## The problem
The expected response consists solely of the lines from the line with "Target: leaf litter" through the last line of the material below, copied exactly.

## Information shown
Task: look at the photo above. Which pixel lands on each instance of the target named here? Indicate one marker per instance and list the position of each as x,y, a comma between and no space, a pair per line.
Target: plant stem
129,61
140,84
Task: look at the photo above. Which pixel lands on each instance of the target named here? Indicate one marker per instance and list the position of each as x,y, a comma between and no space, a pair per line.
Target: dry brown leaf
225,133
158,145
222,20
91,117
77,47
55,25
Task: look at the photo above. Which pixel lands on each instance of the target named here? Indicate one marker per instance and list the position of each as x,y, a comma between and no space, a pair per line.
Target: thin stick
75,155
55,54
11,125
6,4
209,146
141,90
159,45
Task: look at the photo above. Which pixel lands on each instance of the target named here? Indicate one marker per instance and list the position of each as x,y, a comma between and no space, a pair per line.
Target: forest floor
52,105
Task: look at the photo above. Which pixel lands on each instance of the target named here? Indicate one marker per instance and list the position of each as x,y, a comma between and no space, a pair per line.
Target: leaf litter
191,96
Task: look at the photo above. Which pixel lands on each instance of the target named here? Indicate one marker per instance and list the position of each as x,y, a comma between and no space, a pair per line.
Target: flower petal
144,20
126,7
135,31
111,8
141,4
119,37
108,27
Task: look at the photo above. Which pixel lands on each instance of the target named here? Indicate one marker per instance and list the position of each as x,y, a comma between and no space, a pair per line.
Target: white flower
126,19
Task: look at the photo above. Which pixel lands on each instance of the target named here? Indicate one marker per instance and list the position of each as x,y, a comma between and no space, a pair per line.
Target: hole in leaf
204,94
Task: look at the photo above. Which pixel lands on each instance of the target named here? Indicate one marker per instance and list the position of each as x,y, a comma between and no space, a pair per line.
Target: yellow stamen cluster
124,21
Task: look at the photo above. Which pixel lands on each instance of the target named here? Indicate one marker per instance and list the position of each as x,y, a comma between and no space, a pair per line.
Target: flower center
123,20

## Written response
Target: leaf litter
191,96
Task: look at the photo above. Which pixel lands on each instance of the target named here? Indicate one marker per instance and list the position of each as x,y, a comma between and no space, a pair per line.
Target: flower petal
144,20
126,7
135,31
111,8
141,4
119,37
108,27
Task: look at the photo above. Which pixel lands on each instance of the target named here? Indicate one marker per instance and list the position of each as x,y, a comma between and no space, a pair per line.
Target: white flower
126,19
Task: look at the photo above. Which pixel lands on each instance of the target named here? Indicate one marker per instance and list the position of each as x,y, a comma between and no space, a pair per line.
Target: hole in leaf
204,94
Task: look at the photo above. Which pixel lands on each instance of the target named here? Indicate one marker per instance and list the position of each as x,y, a comma between and no space, a pair per line.
Target: yellow stamen cluster
124,21
Task: look at the photo above. Which pixel lands on each instance of the target named here? Indicate one marker per instance and list the position of each as x,y, a comma between and no space, a pair per line.
Target: flower center
123,20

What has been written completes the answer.